WORK TO BE COMPLETED: Below are some records; each one is to be set down again exactly.

AVAILABLE DATA:

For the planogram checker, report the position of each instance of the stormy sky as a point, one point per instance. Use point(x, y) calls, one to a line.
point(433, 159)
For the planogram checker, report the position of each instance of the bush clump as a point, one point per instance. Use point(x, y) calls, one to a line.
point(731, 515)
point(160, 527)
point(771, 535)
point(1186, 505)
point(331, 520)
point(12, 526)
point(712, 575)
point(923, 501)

TASK ANSWER:
For the planogram checker, report the position of each instance of the stormy sky as a point, one point per instance. Use point(x, y) calls, one to a line.
point(433, 159)
For the planogram checker, report the position of each instance of the bush clump as a point, one point per instance. Use point(x, y) calls, one to a line.
point(731, 515)
point(160, 527)
point(771, 535)
point(1186, 505)
point(331, 520)
point(12, 526)
point(712, 575)
point(923, 501)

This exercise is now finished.